[Named object pointing entries]

○ ○ ○ ○ ○

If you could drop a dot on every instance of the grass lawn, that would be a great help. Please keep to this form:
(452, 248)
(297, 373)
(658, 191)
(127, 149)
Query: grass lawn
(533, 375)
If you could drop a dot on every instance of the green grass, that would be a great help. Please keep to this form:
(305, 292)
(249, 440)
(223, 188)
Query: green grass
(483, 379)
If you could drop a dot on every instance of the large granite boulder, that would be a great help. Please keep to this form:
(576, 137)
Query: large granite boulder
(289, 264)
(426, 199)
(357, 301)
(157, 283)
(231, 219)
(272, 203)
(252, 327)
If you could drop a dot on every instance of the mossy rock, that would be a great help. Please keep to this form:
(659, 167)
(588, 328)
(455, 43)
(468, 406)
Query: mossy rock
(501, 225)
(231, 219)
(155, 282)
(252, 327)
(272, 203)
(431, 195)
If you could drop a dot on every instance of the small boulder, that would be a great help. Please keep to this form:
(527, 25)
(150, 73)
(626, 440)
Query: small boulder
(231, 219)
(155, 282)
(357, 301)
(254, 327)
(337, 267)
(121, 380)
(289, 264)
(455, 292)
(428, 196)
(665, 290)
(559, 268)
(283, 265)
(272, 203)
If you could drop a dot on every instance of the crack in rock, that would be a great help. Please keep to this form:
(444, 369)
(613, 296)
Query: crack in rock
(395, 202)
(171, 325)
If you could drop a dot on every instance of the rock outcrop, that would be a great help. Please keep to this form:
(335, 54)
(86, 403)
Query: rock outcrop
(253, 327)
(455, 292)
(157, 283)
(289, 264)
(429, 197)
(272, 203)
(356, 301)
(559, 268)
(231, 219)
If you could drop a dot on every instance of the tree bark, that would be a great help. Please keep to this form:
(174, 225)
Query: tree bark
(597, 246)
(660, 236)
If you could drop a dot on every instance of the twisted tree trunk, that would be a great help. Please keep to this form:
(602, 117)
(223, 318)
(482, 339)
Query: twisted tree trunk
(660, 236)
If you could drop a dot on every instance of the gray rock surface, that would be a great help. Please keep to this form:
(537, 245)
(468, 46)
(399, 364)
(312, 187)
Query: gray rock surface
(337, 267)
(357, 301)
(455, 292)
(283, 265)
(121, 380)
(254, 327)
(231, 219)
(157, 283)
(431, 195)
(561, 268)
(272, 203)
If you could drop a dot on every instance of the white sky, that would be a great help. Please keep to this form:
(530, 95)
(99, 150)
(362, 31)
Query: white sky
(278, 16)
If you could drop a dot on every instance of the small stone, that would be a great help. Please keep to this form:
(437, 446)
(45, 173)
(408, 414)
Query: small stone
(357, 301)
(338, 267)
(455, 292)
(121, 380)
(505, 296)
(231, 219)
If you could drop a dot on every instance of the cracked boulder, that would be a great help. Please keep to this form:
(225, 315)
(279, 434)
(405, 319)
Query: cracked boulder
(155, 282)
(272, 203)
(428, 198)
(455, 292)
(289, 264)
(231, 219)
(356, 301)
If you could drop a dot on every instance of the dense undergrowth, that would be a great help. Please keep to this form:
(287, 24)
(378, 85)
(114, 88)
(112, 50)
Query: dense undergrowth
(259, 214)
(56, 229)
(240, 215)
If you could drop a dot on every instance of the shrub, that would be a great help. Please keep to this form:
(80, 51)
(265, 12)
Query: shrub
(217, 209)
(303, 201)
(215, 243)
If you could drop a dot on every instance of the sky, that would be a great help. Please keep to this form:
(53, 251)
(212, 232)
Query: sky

○ ○ ○ ○ ○

Challenge » Each record should come back exactly as written.

Correct result »
If you could drop a dot on every instance of the grass lawn, that would be a great help. Please keep to this form:
(452, 248)
(297, 373)
(658, 191)
(127, 149)
Query: grass lawn
(533, 375)
If you could drop a dot on every instance of the green grass, that would be a great help. Please keep to this form:
(305, 292)
(249, 440)
(223, 188)
Query: green grass
(483, 379)
If you could drop a dot on every instance of the large granite boulder, that would be a great help. Please keep to this form:
(576, 137)
Query: large granite boulder
(289, 264)
(426, 199)
(357, 301)
(157, 283)
(231, 219)
(272, 203)
(252, 327)
If you could drop a dot on every instance of the mossy rock, that would be a great help. Please keep to this form:
(659, 167)
(588, 328)
(455, 43)
(468, 406)
Query: mossy rock
(501, 225)
(231, 219)
(155, 282)
(252, 327)
(272, 203)
(431, 195)
If you could drop a dot on every instance of the small boulder, that would be a great help. Please keep to this form:
(527, 25)
(150, 73)
(626, 440)
Query: small boulder
(231, 219)
(155, 282)
(357, 301)
(254, 327)
(337, 267)
(121, 380)
(289, 264)
(455, 292)
(428, 196)
(665, 290)
(559, 268)
(283, 265)
(272, 203)
If you could drop a dot on every instance of the crack in rock, that would be a great help. Please keep to this form:
(444, 369)
(613, 296)
Query: crack in rock
(395, 202)
(171, 325)
If you could drop a dot on every instance of the rock outcrop, that would be a great help. Please keep to this form:
(335, 54)
(86, 403)
Query: rock outcrop
(253, 327)
(455, 292)
(157, 283)
(289, 264)
(429, 197)
(272, 203)
(356, 301)
(559, 268)
(231, 219)
If you could drop a dot on every instance of the tree bark, that would be a great help. Please keep to this form:
(174, 225)
Query: tree bark
(597, 246)
(660, 236)
If you could drop a dot on every instance of the twisted tree trunk, that would be a great help. Please keep to this form:
(602, 117)
(223, 318)
(482, 339)
Query: twisted tree trunk
(660, 236)
If you could drop a dot on every instance of the gray rock surface, that would be a great help. Please keep to this form:
(537, 245)
(468, 46)
(399, 364)
(312, 187)
Query: gray rock surface
(337, 267)
(357, 301)
(455, 292)
(283, 265)
(121, 380)
(254, 327)
(231, 219)
(157, 283)
(431, 195)
(561, 268)
(272, 203)
If you could drop a dot on every instance of the white sky, that would be a great help. Please keep to this form:
(530, 95)
(99, 150)
(362, 31)
Query: white sky
(278, 16)
If you could drop a dot on every instance of the small stone, that would be a great help. Please keep to this form:
(437, 446)
(45, 173)
(408, 414)
Query: small stone
(357, 301)
(338, 267)
(455, 292)
(121, 380)
(505, 296)
(231, 219)
If you could drop a dot on every instance of the cracked boulder, that would be a great help. Please keep to this form:
(225, 315)
(279, 434)
(405, 319)
Query: cracked boulder
(155, 282)
(272, 203)
(428, 198)
(455, 292)
(289, 264)
(231, 219)
(356, 301)
If you could drop a dot on every instance of the dense undergrowth, that would be a great help. Please keep to this form:
(287, 24)
(378, 85)
(114, 88)
(112, 50)
Query: dense undergrowth
(259, 214)
(56, 229)
(240, 215)
If you could drop a dot on every instance of the shrub, that would be a great help. Please keep to this form:
(80, 51)
(265, 12)
Query: shrub
(217, 209)
(303, 201)
(215, 243)
If you could drop a dot on every instance of the sky, that would be a great help. Please keep to this form:
(53, 251)
(212, 232)
Query: sky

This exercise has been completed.